→ **Testo citato**
* * * * * * *

L’amore, al contrario, si può rappresentare con una freccia che indica in senso opposto. Il Sole dona luce e calore, indipendentemente che ci sia qualcuno a ricevere la sua energia o meno: questa è la gratuità dell’amore che, secondo me, si può vivere solo nello spazio della fedeltà a se stessi. Essere fedeli a se stessi significa manifestarsi per quello che si è… senza negare o nascondere parti di noi per risultare più graditi. Compreso ciò per se stessi, lo si comprende anche per l’altro, e si evita di pretendere che sia diverso da ciò che è.
– Dunque per amare non c’è altra via oltre all’autenticità?
L’autenticità è, a mio avviso, una condizione essenziale. In questo spazio di gratuità, di libera e fedele espressione di sé, gli individui possono realizzare se stessi e possono, conseguentemente e proprio per questo, vivere relazioni d’amore autentico. Se, invece, lasciamo entrare un pensiero del tipo “amare vuol dire accontentare l’altro… seguire l’altro… dare all’altro ciò di cui ha bisogno“, ecco che abbiamo intrapreso la via della distorsione mentale di “ciò che è”, con inevitabili conseguenze. La distorsione viene essenzialmente dal dimenticare che la relazione d’autentico amore è possibile solo con l’effettiva presenza di entrambi, nel rispetto della verità di ciascuno.

* * * * * * *

Rispondi a queste domande sul testo sull'amore:
1. Con che cosa si può rappresentare l'amore?
2. Che cosa significa essere fedeli a se stessi?
3. Da che cosa viene essenzialmente la distorsione?

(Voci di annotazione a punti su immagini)
* * * * * * *

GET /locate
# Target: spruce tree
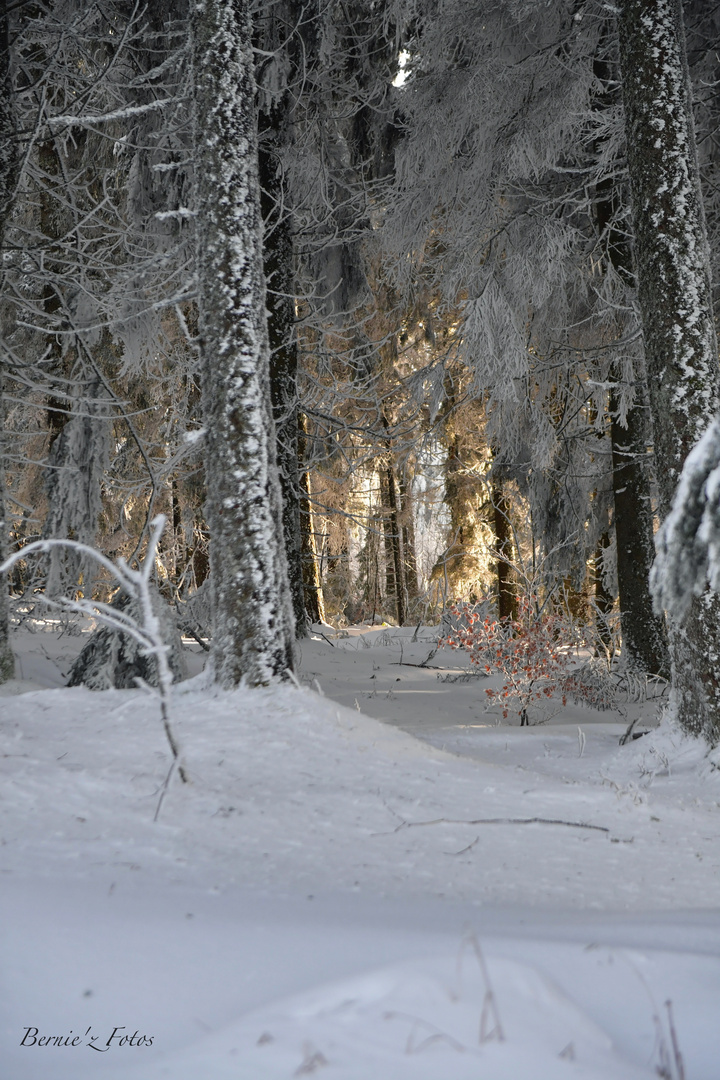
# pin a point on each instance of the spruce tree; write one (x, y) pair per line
(674, 291)
(253, 637)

* * * * * * *

→ **Risultato richiesto**
1. Con una freccia che indica in senso opposto.
2. Significa manifestarsi per quello che si è, senza negare o nascondere parti di noi per risultare più graditi.
3. Dal dimenticare che la relazione d'autentico amore è possibile solo con l'effettiva presenza di entrambi, nel rispetto della verità di ciascuno.